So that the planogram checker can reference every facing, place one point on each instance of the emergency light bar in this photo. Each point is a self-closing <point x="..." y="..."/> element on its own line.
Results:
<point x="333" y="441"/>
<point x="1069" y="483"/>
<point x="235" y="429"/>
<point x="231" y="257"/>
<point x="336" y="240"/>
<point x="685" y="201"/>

(Problem statement): Quote the data above in full, changing nothing.

(Task solution):
So that the planogram checker can reference every facing, place one point on each instance of the emergency light bar in this photo. Each point is a self-closing <point x="..." y="..."/> element on its own line.
Results:
<point x="333" y="441"/>
<point x="1069" y="483"/>
<point x="235" y="429"/>
<point x="231" y="257"/>
<point x="336" y="240"/>
<point x="685" y="201"/>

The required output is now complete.